### DATA PROVIDED
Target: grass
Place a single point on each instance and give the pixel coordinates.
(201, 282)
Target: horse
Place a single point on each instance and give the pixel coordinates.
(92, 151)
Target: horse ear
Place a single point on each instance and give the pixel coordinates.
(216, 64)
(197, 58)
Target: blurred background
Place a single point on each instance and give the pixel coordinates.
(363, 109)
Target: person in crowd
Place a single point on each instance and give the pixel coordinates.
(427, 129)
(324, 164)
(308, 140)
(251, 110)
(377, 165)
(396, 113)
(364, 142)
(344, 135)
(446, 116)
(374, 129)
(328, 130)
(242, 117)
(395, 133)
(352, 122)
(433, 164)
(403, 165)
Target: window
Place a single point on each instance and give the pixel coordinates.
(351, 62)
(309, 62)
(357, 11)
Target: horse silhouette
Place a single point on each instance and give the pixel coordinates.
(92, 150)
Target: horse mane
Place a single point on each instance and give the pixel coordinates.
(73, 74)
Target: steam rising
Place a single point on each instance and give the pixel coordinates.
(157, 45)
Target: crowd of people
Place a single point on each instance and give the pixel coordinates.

### WHAT THE TASK REQUIRES
Extract all of the material exactly as it is written.

### TASK RESPONSE
Target: grass
Place a single point on each instance and give the pixel coordinates.
(201, 282)
Target: horse
Place a single point on each instance and give the pixel coordinates.
(92, 151)
Target: horse ear
Place a single point on each instance and give the pixel coordinates.
(216, 64)
(197, 58)
Target: blurred background
Place a single point on each instance and give the pixel coordinates.
(363, 109)
Target: person in crowd
Place a single point on each instance and give the pixel coordinates.
(427, 129)
(324, 164)
(308, 140)
(251, 110)
(377, 165)
(396, 113)
(364, 142)
(344, 135)
(446, 116)
(374, 129)
(328, 130)
(242, 117)
(395, 133)
(352, 122)
(433, 164)
(403, 165)
Target: window
Place a single point on each instance and give the pixel coordinates.
(351, 62)
(309, 62)
(357, 11)
Target: horse silhouette
Place a single point on each instance and give the pixel coordinates.
(92, 150)
Target: horse mane
Place a single point on each instance and give the pixel coordinates.
(73, 74)
Target: steam rising
Place a single point on each instance and give the pixel coordinates.
(157, 45)
Target: crowd of people
Place a single point on each instance and give the pixel coordinates.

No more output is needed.